* **WORK ITEM**
The full set of records needs to be retyped exactly.

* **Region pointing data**
━━━━
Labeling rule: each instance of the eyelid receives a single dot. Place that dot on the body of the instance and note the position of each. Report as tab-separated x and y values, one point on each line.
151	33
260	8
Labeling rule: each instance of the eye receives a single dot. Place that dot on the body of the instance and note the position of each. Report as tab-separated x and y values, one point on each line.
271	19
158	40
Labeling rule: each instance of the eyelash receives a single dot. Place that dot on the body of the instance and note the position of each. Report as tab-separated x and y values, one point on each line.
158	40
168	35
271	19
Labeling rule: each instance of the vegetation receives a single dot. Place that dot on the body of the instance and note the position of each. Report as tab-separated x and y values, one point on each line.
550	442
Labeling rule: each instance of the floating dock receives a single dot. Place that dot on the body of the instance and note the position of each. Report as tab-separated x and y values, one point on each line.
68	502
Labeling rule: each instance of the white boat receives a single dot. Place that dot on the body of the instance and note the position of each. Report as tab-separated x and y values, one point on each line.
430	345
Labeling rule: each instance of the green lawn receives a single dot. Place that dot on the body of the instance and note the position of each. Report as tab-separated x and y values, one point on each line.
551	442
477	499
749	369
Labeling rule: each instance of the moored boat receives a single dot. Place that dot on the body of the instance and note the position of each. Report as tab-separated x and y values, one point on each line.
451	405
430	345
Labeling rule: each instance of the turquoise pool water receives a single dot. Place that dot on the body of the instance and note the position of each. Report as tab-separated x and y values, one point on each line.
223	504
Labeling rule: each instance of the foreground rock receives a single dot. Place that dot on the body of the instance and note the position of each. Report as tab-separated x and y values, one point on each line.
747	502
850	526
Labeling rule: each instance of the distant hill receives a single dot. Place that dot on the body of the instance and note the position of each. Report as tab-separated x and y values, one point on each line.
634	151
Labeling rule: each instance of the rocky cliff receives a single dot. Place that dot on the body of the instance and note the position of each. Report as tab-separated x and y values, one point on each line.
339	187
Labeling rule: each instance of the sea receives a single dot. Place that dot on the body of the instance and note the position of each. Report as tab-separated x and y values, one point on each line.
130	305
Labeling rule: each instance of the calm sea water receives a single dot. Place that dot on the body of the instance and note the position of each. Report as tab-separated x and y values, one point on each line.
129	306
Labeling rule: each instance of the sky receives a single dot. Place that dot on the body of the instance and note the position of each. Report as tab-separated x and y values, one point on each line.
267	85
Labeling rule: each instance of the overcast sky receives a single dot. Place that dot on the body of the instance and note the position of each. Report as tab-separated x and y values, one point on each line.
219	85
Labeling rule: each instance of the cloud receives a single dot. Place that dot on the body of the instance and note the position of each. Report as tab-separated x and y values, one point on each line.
━━━━
* **RESPONSE**
Labeling rule: each instance of the eyelid receives a single dot. Place that dot on the body of the instance and note the position of each. Report as tab-separated x and y values, one point on each line.
151	33
260	8
Labeling rule: each instance of the eye receives a single dot. Place that dot on the body of the instance and note the position of each. Report as tab-separated x and y values, one point on each line.
271	19
158	40
Labeling rule: each instance of the eyelash receives a single dot. Place that dot on the body of the instance and note the position of each. Report as tab-separated x and y values, one point on each line.
158	40
168	35
271	19
Labeling rule: each instance of the vegetation receives a single dot. Place that dot on the body of the instance and note the position of each. Report as tab-separated x and y values, one point on each line.
550	442
Labeling rule: each instance of the floating dock receives a single dot. Place that dot on the body of the instance and note the position of each. Report as tab-separated x and y values, one point on each line.
68	502
Labeling rule: each instance of the white boat receives a single dot. Place that dot on the body of the instance and note the position of each. Report as tab-separated x and y values, one point on each line.
430	345
Labeling rule: each instance of the green lawn receives a single dot. Place that dot on the body of the instance and note the position of each. Report as tab-separated x and y values, one point on each line.
551	442
477	499
749	369
Labeling rule: each instance of the moored boat receives a single dot. Place that dot on the body of the instance and note the position of each. Report as tab-separated x and y values, one point on each line.
451	405
430	345
Labeling rule: each instance of the turquoise pool water receives a single dot. Place that dot on the body of the instance and note the position of each. Report as tab-separated x and y values, one point on each line.
223	504
Labeling rule: each instance of the foreground rock receives a single dot. Place that dot on the body of the instance and note the position of each. Report as tab-separated x and y values, one point on each line.
747	502
850	526
Labeling rule: each instance of the distant hill receives a single dot. Place that dot on the body of the instance and note the position of each. Report as tab-separated x and y values, one point on each line.
634	151
Labeling rule: each instance of the rocky cliff receives a single dot. Place that dot on the body of the instance and note the position of each. Report as tab-separated x and y values, one point on each line.
339	187
Labeling rule: each instance of the sea receives a single dot. Place that dot on the body of the instance and note the position of each. Report as tab-separated x and y values, one point on each line.
130	305
Labeling rule: each instance of the calm sea water receives a single dot. Place that dot on the body of the instance and note the position of each. Report as tab-separated x and y values, one point on each line.
129	306
Labeling rule: each instance of the sky receives a single dot. Place that dot on the body of the instance and note the position of each. Report as tab-separated x and y values, one point on each line.
267	85
Labeling rule: each instance of the overcast sky receives a single dot. Place that dot on the body of the instance and note the position of each. Report as tab-separated x and y values, one point on each line.
219	85
Labeling rule: each instance of the cloud receives a single dot. Place that dot on the body of the instance and note the position of each. Report as tab-separated x and y values, one point on each line.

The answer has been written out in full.